■ **WHAT IS NEEDED**
Reproduce, word for word, the whole passage below about Louise Kaplan's book Female Perversions.
START EXTRACT TO READ
Distinguished psychoanalyst and author Louise Kaplan scrutinizes the world of sexual perversions and exposes the misconceptions behind them in her masterful study, Female Perversions
. Her effort earned the book a nomination for a National Book Critics Circle Award. Kaplan's general thesis is that perversions are as much a function of gender role identity as they are of sexuality. Her thesis also maintains that the predominantly male medical profession has created and perpetuated many of the myths of perverse female sexual behavior. The book outlines various types of perverse behavior--fetishism, voyeurism, exhibitionism--and then analyzes each type outside of society's traditional perspective. As she expounds on her theory, Kaplan invokes Gustave Flaubert's Madame Bovary
. She sees many parallels between the plight of Emma Bovary and the perception of female perversions in society today. Kaplan writes lucidly, offering an enlightening insight into the provocative and complex issue of female erotic expression to a range of readers.
Conventional petticoats make ingenious hiding places for what Louise Kaplan calls "stolen phallic trophies" - intellectual mastery and erotic strivings whose full and open display is forbidden to women even now, at the close of the 20th century. In socialized collaboration with the still-prevailing primitive gender stereotypes, women devise strategies that caricature their femininity to disguise "masculine" accomplishments and ambitions. That consignment to bondage, bondage to the myth of primary femininity is, Dr. Kaplan concludes, a perversion. The existing definition of perversion (whereby the manifest focus, whatever the scenario, revolves around the erect penis and its sexual performance), derives from the psychology of males. Applying a new lens - feminist, Freudian and literary - Dr. Kaplan has created a new template for developing ideas regarding the nature of female perversion.
END EXTRACT TO READ
START DATA
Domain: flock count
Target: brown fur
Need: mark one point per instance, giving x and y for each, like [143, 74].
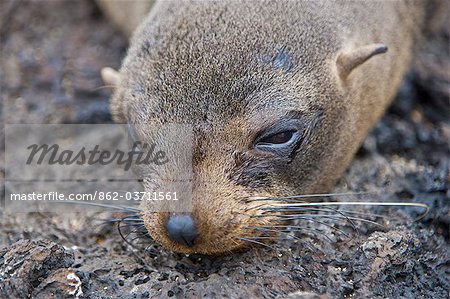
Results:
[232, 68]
END DATA
START DATA
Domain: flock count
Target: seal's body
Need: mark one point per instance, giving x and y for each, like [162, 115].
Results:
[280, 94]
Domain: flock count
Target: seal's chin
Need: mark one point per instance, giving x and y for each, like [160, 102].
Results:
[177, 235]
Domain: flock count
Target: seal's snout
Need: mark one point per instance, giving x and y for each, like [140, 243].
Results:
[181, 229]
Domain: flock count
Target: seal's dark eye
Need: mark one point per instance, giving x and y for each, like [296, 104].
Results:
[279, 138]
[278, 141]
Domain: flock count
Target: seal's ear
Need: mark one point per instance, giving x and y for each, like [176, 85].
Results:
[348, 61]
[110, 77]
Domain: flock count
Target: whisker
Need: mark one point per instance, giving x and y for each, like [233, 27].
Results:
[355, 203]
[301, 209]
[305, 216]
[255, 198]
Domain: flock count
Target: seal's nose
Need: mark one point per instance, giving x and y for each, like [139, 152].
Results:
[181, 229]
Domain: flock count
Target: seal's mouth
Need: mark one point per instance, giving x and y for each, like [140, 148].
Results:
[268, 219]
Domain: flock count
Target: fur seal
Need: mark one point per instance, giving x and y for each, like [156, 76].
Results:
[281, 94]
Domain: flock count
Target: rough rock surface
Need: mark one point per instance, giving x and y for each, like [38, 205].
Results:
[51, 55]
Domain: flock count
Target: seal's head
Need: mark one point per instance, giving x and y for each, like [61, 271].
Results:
END DATA
■ **ANSWER SECTION**
Distinguished psychoanalyst and author Louise Kaplan scrutinizes the world of sexual perversions and exposes the misconceptions behind them in her masterful study, Female Perversions
. Her effort earned the book a nomination for a National Book Critics Circle Award. Kaplan's general thesis is that perversions are as much a function of gender role identity as they are of sexuality. Her thesis also maintains that the predominantly male medical profession has created and perpetuated many of the myths of perverse female sexual behavior. The book outlines various types of perverse behavior--fetishism, voyeurism, exhibitionism--and then analyzes each type outside of society's traditional perspective. As she expounds on her theory, Kaplan invokes Gustave Flaubert's Madame Bovary
. She sees many parallels between the plight of Emma Bovary and the perception of female perversions in society today. Kaplan writes lucidly, offering an enlightening insight into the provocative and complex issue of female erotic expression to a range of readers.
Conventional petticoats make ingenious hiding places for what Louise Kaplan calls "stolen phallic trophies" - intellectual mastery and erotic strivings whose full and open display is forbidden to women even now, at the close of the 20th century. In socialized collaboration with the still-prevailing primitive gender stereotypes, women devise strategies that caricature their femininity to disguise "masculine" accomplishments and ambitions. That consignment to bondage, bondage to the myth of primary femininity is, Dr. Kaplan concludes, a perversion. The existing definition of perversion (whereby the manifest focus, whatever the scenario, revolves around the erect penis and its sexual performance), derives from the psychology of males. Applying a new lens - feminist, Freudian and literary - Dr. Kaplan has created a new template for developing ideas regarding the nature of female perversion.